:: Exercise objective ::
Where a picture appears, leave it out, and transcribe all the lines below exactly.

:: Available data ::

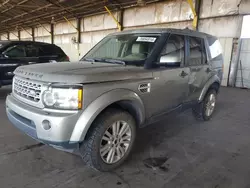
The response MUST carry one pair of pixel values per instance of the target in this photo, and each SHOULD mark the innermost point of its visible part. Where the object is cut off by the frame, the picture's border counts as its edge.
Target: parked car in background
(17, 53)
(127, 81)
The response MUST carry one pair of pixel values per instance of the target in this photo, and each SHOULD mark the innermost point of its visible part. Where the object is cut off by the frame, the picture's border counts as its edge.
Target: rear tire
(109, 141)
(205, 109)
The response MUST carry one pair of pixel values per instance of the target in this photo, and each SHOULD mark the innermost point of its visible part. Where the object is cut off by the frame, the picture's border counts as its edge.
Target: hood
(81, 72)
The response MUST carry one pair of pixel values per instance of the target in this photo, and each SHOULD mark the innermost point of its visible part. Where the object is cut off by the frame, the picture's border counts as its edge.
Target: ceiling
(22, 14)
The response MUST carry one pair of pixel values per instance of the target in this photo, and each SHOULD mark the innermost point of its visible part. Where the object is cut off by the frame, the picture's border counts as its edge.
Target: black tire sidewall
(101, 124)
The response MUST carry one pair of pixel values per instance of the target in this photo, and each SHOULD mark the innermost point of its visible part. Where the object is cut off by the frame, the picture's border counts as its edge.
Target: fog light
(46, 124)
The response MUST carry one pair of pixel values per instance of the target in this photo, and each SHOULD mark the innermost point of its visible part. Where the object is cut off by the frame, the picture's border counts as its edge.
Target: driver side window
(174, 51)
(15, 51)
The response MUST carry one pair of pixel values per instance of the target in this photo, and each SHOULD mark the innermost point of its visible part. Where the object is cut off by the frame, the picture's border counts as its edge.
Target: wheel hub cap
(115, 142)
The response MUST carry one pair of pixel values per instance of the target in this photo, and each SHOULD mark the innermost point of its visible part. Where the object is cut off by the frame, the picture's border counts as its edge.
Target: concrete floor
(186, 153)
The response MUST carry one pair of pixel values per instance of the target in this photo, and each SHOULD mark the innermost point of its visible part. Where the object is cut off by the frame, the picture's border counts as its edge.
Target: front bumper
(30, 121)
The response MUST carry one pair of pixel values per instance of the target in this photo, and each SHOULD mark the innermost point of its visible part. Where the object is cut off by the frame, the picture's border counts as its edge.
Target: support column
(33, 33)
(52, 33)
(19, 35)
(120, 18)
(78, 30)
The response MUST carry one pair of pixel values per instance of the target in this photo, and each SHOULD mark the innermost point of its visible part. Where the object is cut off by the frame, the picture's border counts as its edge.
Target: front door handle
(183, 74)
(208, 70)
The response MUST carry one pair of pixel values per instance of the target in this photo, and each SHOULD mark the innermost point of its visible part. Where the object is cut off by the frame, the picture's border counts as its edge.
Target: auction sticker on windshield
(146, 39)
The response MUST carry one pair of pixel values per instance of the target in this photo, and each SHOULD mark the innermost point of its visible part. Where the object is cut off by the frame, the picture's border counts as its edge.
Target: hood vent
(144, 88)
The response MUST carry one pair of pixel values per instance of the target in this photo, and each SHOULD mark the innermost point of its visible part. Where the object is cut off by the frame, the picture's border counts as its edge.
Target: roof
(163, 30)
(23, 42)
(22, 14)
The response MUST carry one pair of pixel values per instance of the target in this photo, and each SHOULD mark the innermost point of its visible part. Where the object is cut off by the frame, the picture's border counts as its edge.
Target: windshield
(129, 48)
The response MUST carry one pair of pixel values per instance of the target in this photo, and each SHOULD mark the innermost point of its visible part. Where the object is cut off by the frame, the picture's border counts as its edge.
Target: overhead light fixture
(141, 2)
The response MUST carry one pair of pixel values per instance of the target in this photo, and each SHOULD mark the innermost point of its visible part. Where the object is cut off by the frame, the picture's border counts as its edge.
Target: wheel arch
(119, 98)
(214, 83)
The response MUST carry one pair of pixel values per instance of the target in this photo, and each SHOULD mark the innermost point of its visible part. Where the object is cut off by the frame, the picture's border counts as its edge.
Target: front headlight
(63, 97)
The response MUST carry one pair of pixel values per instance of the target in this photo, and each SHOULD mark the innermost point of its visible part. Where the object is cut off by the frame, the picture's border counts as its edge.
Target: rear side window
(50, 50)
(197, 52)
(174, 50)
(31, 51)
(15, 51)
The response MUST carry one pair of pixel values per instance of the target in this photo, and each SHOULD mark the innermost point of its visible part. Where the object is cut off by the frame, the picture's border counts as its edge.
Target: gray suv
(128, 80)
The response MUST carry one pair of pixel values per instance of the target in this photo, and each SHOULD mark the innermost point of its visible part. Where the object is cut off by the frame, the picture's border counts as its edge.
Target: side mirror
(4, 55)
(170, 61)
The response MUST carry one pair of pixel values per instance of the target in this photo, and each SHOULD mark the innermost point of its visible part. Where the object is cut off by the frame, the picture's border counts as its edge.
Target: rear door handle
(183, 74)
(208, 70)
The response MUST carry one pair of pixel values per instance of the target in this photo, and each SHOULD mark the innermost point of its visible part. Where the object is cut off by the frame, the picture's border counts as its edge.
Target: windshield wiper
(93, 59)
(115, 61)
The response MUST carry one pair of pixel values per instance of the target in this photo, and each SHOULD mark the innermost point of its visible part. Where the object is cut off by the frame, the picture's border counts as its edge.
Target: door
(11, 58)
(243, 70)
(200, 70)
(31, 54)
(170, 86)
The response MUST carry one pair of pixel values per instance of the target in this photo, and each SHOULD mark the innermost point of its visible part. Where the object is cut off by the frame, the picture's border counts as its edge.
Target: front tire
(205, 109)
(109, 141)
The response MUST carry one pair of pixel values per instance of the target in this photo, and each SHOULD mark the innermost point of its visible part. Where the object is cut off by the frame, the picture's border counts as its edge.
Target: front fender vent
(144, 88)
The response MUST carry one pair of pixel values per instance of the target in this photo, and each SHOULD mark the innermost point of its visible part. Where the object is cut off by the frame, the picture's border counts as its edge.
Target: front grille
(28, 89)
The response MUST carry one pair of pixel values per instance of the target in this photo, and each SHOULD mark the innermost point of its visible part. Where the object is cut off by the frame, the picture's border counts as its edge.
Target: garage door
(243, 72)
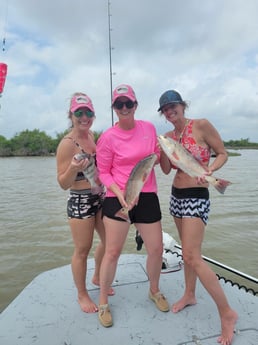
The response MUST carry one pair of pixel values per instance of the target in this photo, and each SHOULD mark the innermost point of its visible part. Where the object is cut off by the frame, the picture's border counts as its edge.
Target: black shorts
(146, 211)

:: Answer to the exercise ::
The response MUST carry one pair of pixel values per instance of the target in this photo, and each SHOULD mark the innermost point of its visible part. Where the object is cut off by the frame, the picture's border counts as its edge.
Target: parked car in background
(17, 53)
(127, 81)
The response MUST carry one pair of pixel values per instance of the target in this photo, and each SHOULD mark the innermost point of its visible part. Where the object is cut off by the frame, the picture's border counts as its edge.
Target: rear tire
(109, 141)
(205, 109)
The response MUST carry one pair of pixel values per instance of the target in this photo, and each SHOULD mark the innermost point of its visible part. Where the object is cut off by the frame, the picture's border counts as its edge.
Target: hood
(81, 72)
The response MUST carry one pair of pixel values per instance of the target in this photo, and each SHOULD mark the innermost point of its visible part. Where the object is cut off by the frame, the picture's border counts as its edge.
Target: ceiling
(22, 14)
The response MUST carry one pair of pixel values per instance of the target in this photo, and each SHOULD mark the innermost point of its visible part. Where the object is cut off by the frame, the picture's border counts as its edge.
Target: black tire sidewall
(101, 124)
The response MUST carry one pair of pixel values per instance of the target in this photo, and each SHOULD mark the innermost point of its visible part. Where the object is cut off by the frame, the picture's border counts as its edge.
Target: fog light
(46, 124)
The response MUST carry one pair of pixel values per instance of the target in this photo, and each SHOULD mark the innermost point of its visible part. Where the object is cut off by the frame, the picture's border counts as its edge.
Target: driver side window
(174, 51)
(15, 51)
The response MUST carry one pair of pixel values per instance of the target in this photo, and each SHOULD mark the innermost point of its visible part. Where the object is cut off by the frame, the picture's border counts as its edge.
Target: wheel hub cap
(115, 142)
The response MUST carry one pair of pixel values per instance of the target in this photo, and each SHOULD mark the innermost point of its visible part. Where the object is cut off by the frame, the picture's border counts as its edge.
Target: concrete floor
(186, 153)
The response MUST carry one pair of pixel values per instance of the target in this photo, and each SHOULD mark the innermost point of its visible part. Where the object is cut off by the frame, the picture's border counts as its edge.
Target: front bumper
(30, 121)
The response MUST carry one pair of pixel values per instance of the target in this photo, and each SHOULD mark the innermost point of its visible part. Where the object is cut off by the frame, the picture's border counts as its edge.
Target: support column
(33, 33)
(52, 33)
(19, 35)
(120, 18)
(78, 30)
The response MUST carry one pair of pixel values per instance of the target in this photo, and each SHOULD mark the innermost point of its visible part. Where the object is cut off by the frame, the picture's border counts as its edge.
Target: front door handle
(183, 74)
(208, 70)
The response MUST carry one pair of pixel values per instance of the target in this photo, and each SHOULD mark the innermost point of its visible part. Where the object is cut off by the frame, the picture's border counts as its edge.
Target: auction sticker on windshield
(146, 39)
The response MUST carry one pair of pixel values per instance of the target in this photo, and each SHOULD mark the innermost point of its visible part. Where the object is cut off by the frame, the picture's border counts as its edge.
Target: hood vent
(144, 88)
The response MUST carry one pair of pixel values per instance of the target in this photo, and each SHOULD mark the innermost point of its visible part. Where the object is cut off by the frame, the picture's border counts as its edge.
Target: roof
(163, 30)
(23, 42)
(22, 14)
The response MUST carry one pair of pixel values per instance of the target in this photo, and each SHOULD mark the innermost point of its visible part. Where the object is cut off by the frame, the picture's border counts as its edge.
Target: windshield
(129, 48)
The response MUST carry one pair of pixel values per instance of the target in this photo, and each SHOULD mark the innermost point of its visible part. Where the object is cut off by the frame, the picture's border counts as its edge.
Target: overhead light fixture
(141, 2)
The response MUST carry one pair of pixel values per instance of the target in this photo, and each SHOULD mark the innermost point of its visible part. Where the object is cut off by the frame, the picture's border counts as its edge.
Target: wheel arch
(119, 98)
(214, 83)
The response MUST carry one pair of pixel values per instance of the target in this photo, and each SHOULD mark the innermost point of its visible part. Where the object is cut off by the frame, the picture's border counts as its edge.
Target: front headlight
(63, 97)
The response MUST carry one pair of pixel values per instance of the target in this photo, and each SHOULD mark the innermost point of its visible part. Where the object is cut off by the frame, the picture's border counts as its edge.
Target: rear side window
(50, 50)
(197, 52)
(174, 50)
(31, 51)
(15, 51)
The response MUST carry one pair of pixel values per instance of the target in this photo, and each SHOULD mark the innermost point of its visible part. Where the object is cut off by the frame, the picture's border counts as its edge.
Target: gray suv
(128, 80)
The response MUST carry one pair of pixel values per instance of the target in this photo, and each SHOULD mark the innermost point of its visible part. Where the object is cut off by the frame, the picture's border counts as its edge.
Target: side mirror
(4, 55)
(170, 61)
The response MUST carry one pair of pixel values per instance of the target in this photo, and each SHOULD mark the innermost point of its visible part. Where the object is cut off by the frame, the picture's border counts as its edge.
Target: rear door handle
(183, 74)
(208, 70)
The response MUST carry one pair of pixel values per instance of the target in this photo, and each SHOULD mark the innermost point of its visible part. Where the object is cut off by the frame, the picture's border counts as its edge.
Target: windshield wiper
(93, 59)
(115, 61)
The response MUST carry one pair of pixel values per instance of the target in this photo, and each SHOULD mark the innermost point of its visible part. Where the object is cut off by the frame, the picture's border counts as its edge.
Target: door
(11, 58)
(243, 70)
(200, 70)
(31, 54)
(170, 86)
The response MUST carry one pair of pixel values per instance of the target in this photo, and each SHOULD mark the innermost point of its visible part. Where the object is cut off by the frame, the picture's border counts as its edge.
Target: front tire
(205, 109)
(109, 141)
The response MUST carry one pair of pixel values per instance of the target in this photo, and each SHOULD mark the innermost point of its visible part. Where the object is cut off by the frame, the picture's border counts as its edge.
Target: front fender vent
(144, 88)
The response MUST carry one pair of pixel values per instance of the target in this photo, and each SHOULD mark the innermost point of its visible part. Where the object is cut off by the frame, the picture's border counts as its edge.
Target: front grille
(28, 89)
The response MUST carry one pair of pixel values per instance of the target in this photo, and each SHOULD mark the innermost point of its visible part. Where the object is cut off by the frame, the picture's border counts as its edge.
Target: garage door
(243, 72)
The response MUST carry one pair of pixel values per instance of the target in this photo, and each SHOULD mark the innermost point of its visible part. Where the object is cut off by the frame, the picture's border counts as its edge.
Target: black shorts
(146, 211)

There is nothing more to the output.